Supplied material below:

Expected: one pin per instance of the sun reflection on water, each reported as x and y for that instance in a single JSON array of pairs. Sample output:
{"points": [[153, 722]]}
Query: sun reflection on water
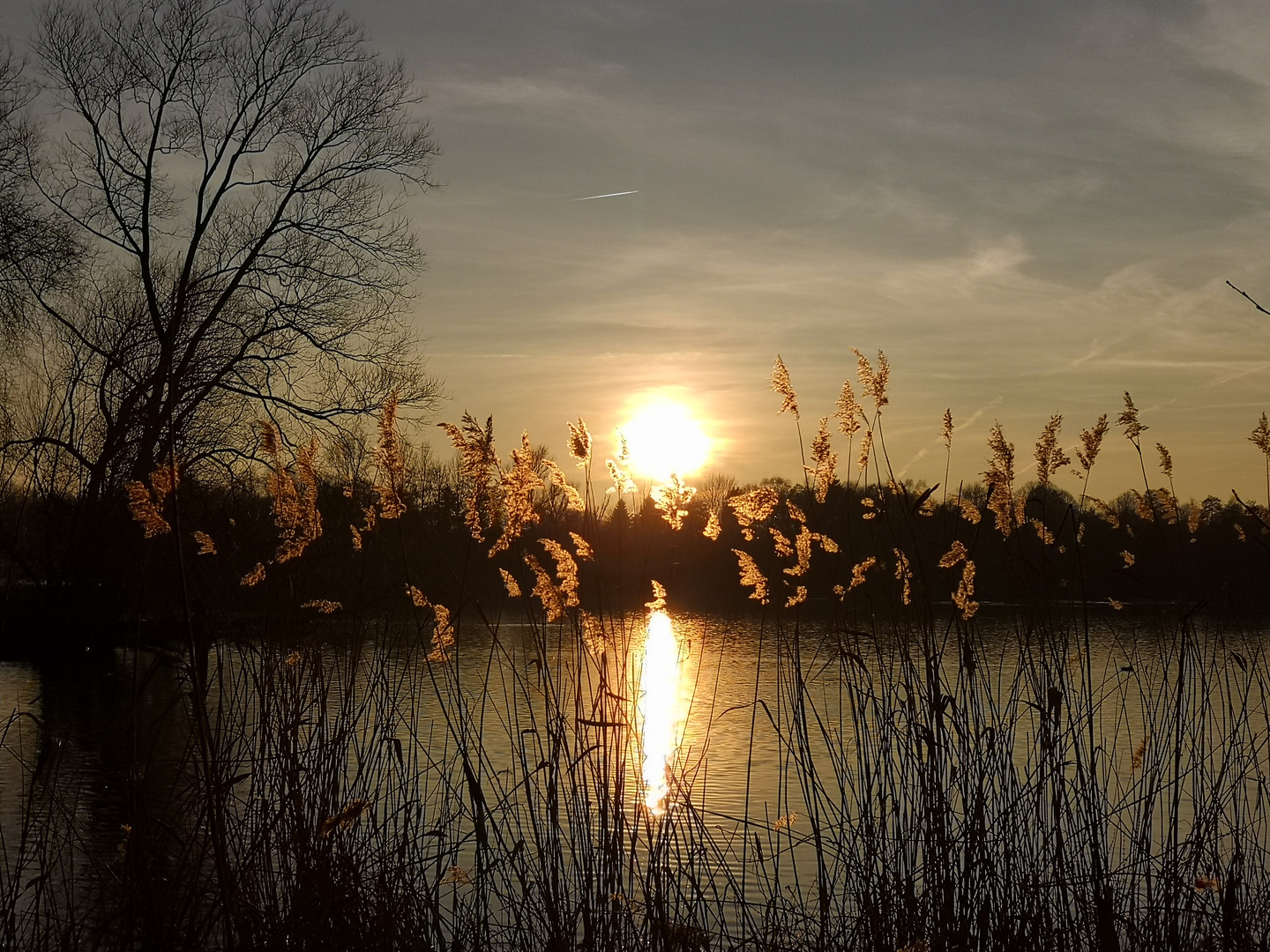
{"points": [[660, 712]]}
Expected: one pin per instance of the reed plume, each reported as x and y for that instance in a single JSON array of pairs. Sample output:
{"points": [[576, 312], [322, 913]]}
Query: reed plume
{"points": [[658, 602], [848, 412], [390, 461], [1129, 421], [619, 469], [798, 598], [753, 507], [672, 501], [295, 498], [803, 547], [556, 476], [1050, 456], [751, 576], [566, 570], [517, 487], [580, 546], [825, 462], [323, 606], [784, 387], [145, 512], [964, 596], [579, 443], [969, 510], [146, 504], [865, 450], [1000, 478], [873, 381], [1091, 442], [905, 574], [545, 589], [476, 465]]}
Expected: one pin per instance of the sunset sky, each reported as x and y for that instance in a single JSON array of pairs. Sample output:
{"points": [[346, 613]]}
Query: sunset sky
{"points": [[1032, 207]]}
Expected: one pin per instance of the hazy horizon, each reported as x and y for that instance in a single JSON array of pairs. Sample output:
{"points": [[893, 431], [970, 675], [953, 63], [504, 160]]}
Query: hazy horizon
{"points": [[1029, 207]]}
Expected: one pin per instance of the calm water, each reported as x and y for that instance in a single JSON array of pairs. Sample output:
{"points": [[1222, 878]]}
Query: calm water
{"points": [[109, 718]]}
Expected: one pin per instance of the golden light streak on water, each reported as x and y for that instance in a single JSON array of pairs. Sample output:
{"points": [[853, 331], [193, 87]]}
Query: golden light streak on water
{"points": [[660, 707]]}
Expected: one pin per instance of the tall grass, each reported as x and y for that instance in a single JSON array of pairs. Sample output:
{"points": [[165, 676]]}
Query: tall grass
{"points": [[469, 777]]}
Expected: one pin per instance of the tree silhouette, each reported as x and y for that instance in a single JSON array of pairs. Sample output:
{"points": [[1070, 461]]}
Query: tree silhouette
{"points": [[234, 173]]}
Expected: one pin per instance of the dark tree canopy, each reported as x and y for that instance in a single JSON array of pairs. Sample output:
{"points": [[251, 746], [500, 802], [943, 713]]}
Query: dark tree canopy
{"points": [[231, 175]]}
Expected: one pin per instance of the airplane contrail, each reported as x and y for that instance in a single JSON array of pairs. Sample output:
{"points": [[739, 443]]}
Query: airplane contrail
{"points": [[611, 195]]}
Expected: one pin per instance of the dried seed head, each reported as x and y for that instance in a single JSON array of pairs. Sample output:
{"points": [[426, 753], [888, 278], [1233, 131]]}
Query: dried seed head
{"points": [[556, 476], [517, 485], [579, 442], [566, 570], [513, 589], [964, 596], [857, 571], [905, 574], [825, 462], [1261, 435], [658, 602], [781, 385], [1000, 478], [672, 501], [1091, 441], [755, 507], [390, 461], [1050, 456], [751, 576], [1128, 419], [865, 449], [545, 589], [478, 464], [873, 383], [848, 412]]}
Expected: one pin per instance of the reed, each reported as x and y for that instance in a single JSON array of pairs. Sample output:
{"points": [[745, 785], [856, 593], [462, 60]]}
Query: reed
{"points": [[470, 775]]}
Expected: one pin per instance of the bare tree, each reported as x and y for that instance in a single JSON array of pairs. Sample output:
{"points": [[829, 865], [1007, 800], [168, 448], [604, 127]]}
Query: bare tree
{"points": [[234, 172]]}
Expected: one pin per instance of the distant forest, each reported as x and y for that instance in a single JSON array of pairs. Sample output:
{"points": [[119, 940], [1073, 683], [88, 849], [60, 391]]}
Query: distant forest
{"points": [[107, 579]]}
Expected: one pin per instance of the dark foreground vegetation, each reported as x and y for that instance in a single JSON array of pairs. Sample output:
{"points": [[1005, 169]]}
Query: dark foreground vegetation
{"points": [[302, 770], [268, 614]]}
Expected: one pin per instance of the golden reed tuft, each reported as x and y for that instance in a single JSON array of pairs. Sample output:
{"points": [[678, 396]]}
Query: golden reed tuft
{"points": [[390, 461], [672, 501], [825, 462], [513, 588], [782, 385], [905, 574], [848, 412], [517, 487], [476, 465], [1050, 456], [545, 589], [579, 443], [752, 576]]}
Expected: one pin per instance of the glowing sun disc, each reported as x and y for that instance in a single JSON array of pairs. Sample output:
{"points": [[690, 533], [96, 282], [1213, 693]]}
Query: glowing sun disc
{"points": [[664, 437]]}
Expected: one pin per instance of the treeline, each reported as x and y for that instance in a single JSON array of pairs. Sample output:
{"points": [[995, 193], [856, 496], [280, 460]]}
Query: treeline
{"points": [[303, 541]]}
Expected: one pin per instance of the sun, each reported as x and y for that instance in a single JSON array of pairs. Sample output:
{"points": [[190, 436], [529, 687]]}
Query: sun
{"points": [[664, 437]]}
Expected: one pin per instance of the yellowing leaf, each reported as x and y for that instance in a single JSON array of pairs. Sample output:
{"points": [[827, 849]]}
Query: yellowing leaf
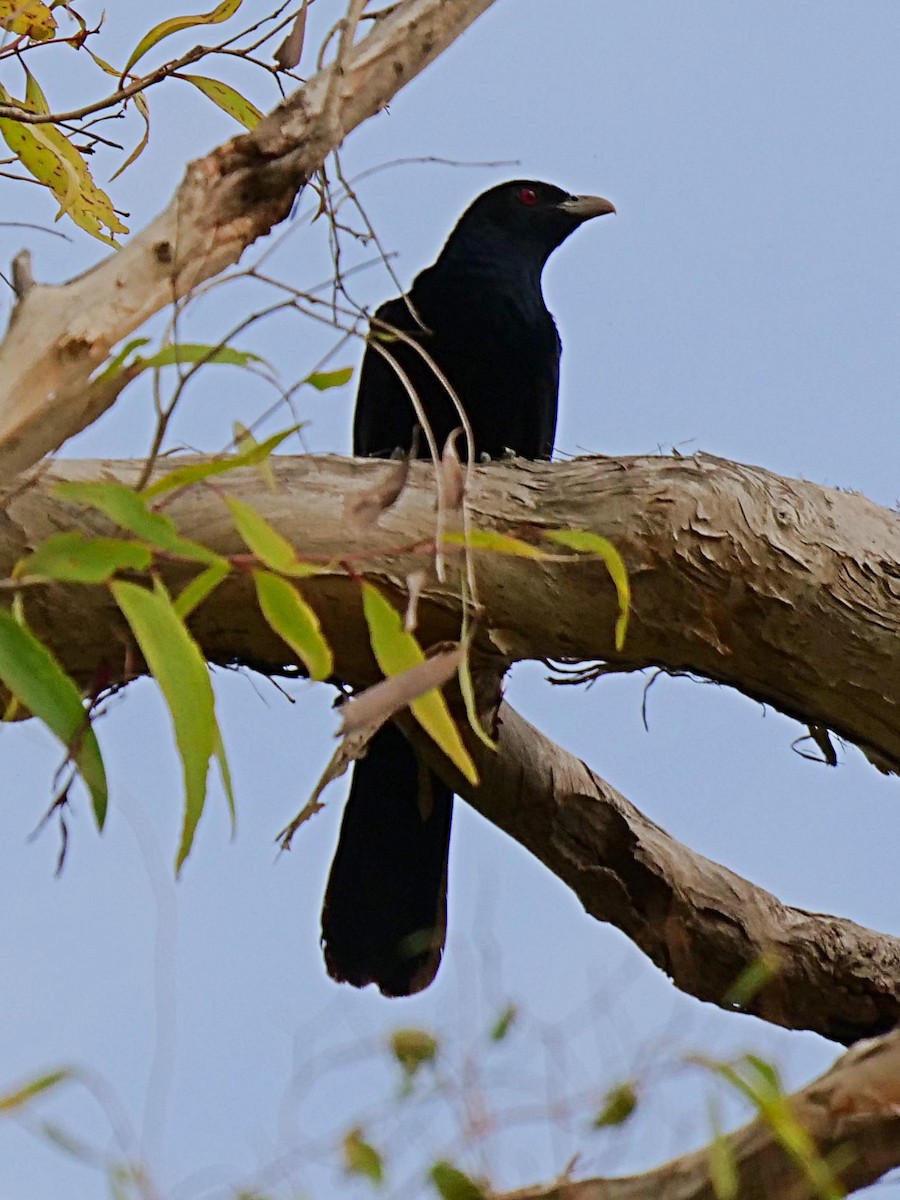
{"points": [[228, 100], [396, 651], [177, 664], [21, 1096], [29, 17], [36, 679], [294, 622], [586, 543], [52, 160], [175, 24]]}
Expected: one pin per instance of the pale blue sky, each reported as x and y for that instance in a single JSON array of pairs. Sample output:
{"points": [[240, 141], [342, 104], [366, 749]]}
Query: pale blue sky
{"points": [[744, 301]]}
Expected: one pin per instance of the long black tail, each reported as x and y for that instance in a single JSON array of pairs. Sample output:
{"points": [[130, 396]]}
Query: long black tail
{"points": [[384, 915]]}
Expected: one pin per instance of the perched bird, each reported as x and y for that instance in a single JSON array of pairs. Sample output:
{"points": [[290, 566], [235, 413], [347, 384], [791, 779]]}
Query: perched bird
{"points": [[479, 315]]}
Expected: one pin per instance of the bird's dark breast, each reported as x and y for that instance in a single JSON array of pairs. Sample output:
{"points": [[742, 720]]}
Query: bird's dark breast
{"points": [[502, 364]]}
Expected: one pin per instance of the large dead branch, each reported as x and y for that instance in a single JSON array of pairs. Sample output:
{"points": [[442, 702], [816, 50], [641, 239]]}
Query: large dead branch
{"points": [[852, 1113], [786, 591], [706, 541], [60, 335]]}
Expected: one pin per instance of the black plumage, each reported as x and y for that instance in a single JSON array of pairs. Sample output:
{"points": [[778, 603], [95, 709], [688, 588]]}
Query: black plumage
{"points": [[479, 315]]}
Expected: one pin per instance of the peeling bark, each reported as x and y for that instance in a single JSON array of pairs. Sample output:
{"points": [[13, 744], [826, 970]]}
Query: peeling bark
{"points": [[59, 336], [852, 1113]]}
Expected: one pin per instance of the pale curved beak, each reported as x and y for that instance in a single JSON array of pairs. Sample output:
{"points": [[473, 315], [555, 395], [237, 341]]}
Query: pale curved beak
{"points": [[587, 207]]}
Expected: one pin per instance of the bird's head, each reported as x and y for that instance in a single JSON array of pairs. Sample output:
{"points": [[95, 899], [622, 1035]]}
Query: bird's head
{"points": [[526, 217]]}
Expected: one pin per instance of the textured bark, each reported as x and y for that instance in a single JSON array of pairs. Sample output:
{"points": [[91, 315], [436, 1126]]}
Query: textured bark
{"points": [[852, 1113], [786, 591], [60, 335], [703, 540]]}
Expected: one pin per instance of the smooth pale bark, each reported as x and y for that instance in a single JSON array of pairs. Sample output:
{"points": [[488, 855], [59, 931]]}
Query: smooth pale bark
{"points": [[852, 1114], [59, 336], [705, 540]]}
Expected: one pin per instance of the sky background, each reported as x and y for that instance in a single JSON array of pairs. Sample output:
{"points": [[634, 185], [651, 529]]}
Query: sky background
{"points": [[744, 301]]}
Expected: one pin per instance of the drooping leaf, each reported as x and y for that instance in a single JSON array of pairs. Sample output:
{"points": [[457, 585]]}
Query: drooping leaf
{"points": [[21, 1096], [451, 1183], [618, 1105], [504, 1023], [175, 24], [361, 1158], [264, 540], [37, 682], [47, 154], [586, 543], [294, 622], [193, 594], [413, 1049], [178, 666], [324, 379], [75, 558], [184, 353], [227, 99], [245, 442], [396, 651], [29, 17]]}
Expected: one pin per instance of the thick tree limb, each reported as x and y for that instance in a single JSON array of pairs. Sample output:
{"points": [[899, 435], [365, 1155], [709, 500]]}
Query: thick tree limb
{"points": [[697, 921], [852, 1113], [705, 540], [784, 589], [60, 335]]}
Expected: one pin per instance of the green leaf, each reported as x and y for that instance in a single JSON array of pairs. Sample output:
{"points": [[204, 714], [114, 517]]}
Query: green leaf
{"points": [[36, 681], [396, 651], [618, 1105], [78, 559], [294, 622], [262, 538], [185, 353], [504, 1023], [324, 379], [755, 976], [193, 594], [413, 1049], [499, 543], [130, 510], [586, 543], [451, 1183], [225, 772], [227, 99], [21, 1096], [185, 477], [178, 666], [175, 24], [29, 17], [361, 1158], [723, 1168]]}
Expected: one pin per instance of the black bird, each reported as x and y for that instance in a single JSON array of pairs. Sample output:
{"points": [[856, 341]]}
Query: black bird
{"points": [[479, 313]]}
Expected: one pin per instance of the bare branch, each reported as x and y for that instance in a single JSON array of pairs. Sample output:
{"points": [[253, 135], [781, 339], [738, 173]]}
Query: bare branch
{"points": [[852, 1114], [60, 335]]}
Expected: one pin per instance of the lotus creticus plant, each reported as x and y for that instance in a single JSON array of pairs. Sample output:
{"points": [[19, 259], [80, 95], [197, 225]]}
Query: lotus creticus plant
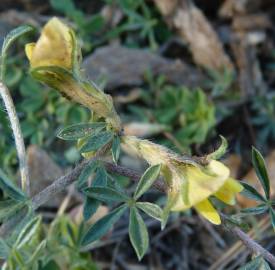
{"points": [[189, 183], [55, 60]]}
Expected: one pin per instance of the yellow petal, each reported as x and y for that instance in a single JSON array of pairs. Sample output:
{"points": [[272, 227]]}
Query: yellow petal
{"points": [[29, 50], [206, 209], [201, 185], [54, 47], [228, 191]]}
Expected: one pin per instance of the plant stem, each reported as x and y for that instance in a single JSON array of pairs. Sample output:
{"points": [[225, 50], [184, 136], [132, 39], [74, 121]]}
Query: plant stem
{"points": [[61, 183], [18, 137], [252, 245]]}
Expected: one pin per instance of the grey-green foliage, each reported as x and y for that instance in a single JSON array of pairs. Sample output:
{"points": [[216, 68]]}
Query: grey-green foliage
{"points": [[41, 247], [137, 229], [188, 113], [266, 203], [263, 111], [137, 17]]}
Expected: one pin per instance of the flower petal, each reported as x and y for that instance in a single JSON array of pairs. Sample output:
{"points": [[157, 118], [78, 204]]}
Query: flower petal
{"points": [[206, 209], [29, 50], [54, 47], [202, 184], [228, 191]]}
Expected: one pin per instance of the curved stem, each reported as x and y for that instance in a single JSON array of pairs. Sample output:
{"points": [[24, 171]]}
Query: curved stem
{"points": [[18, 137], [64, 181]]}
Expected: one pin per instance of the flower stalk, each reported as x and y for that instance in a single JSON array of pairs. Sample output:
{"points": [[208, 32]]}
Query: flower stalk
{"points": [[18, 137]]}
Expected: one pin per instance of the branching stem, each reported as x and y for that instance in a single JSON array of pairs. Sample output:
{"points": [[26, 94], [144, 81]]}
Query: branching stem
{"points": [[18, 137]]}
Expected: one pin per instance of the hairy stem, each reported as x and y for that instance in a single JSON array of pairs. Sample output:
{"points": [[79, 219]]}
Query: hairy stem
{"points": [[61, 183], [18, 137], [253, 246]]}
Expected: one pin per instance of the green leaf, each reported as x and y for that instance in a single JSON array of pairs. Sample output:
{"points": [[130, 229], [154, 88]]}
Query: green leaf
{"points": [[260, 209], [250, 192], [256, 264], [138, 233], [97, 141], [8, 208], [9, 39], [86, 173], [220, 151], [78, 131], [4, 249], [151, 209], [90, 207], [11, 190], [28, 231], [106, 194], [260, 169], [100, 177], [103, 225], [272, 217], [116, 149], [37, 253], [147, 179]]}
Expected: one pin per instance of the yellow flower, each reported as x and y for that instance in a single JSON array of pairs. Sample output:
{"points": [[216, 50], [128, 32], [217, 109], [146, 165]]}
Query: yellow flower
{"points": [[53, 48], [54, 60], [189, 184]]}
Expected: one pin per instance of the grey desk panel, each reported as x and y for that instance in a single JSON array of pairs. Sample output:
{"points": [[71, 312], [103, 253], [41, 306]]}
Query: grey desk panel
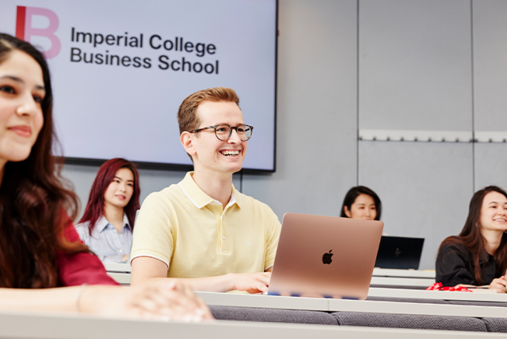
{"points": [[81, 327], [437, 295], [366, 306], [490, 165]]}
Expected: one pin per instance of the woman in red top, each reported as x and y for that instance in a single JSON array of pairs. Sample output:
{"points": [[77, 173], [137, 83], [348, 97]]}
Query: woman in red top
{"points": [[39, 247]]}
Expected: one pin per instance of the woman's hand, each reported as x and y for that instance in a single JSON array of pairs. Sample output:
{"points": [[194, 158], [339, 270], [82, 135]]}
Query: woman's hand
{"points": [[163, 300], [499, 284]]}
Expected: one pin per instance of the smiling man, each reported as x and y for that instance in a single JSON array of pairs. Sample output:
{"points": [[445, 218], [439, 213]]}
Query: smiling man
{"points": [[203, 230]]}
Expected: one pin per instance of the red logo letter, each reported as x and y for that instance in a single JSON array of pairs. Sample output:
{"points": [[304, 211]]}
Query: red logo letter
{"points": [[25, 31]]}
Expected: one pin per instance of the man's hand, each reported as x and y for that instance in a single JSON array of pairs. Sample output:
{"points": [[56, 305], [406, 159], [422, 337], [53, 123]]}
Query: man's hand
{"points": [[250, 282]]}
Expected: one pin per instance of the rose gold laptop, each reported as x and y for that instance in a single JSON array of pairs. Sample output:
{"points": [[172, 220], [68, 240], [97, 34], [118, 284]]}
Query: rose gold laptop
{"points": [[323, 256]]}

End of Supplied material.

Problem description:
Copy out exactly the lines between the line with "Query: man's hand" and the last line of the entries, counting both of those lines.

Response for this exercise:
Query: man's hand
{"points": [[250, 282]]}
Expected: one pin per instance of the rose gold laptop, each reported as x and y for that instance in a single JSON array of pairs. Sample output:
{"points": [[172, 220], [68, 240], [97, 34], [118, 284]]}
Query: rose gold laptop
{"points": [[323, 256]]}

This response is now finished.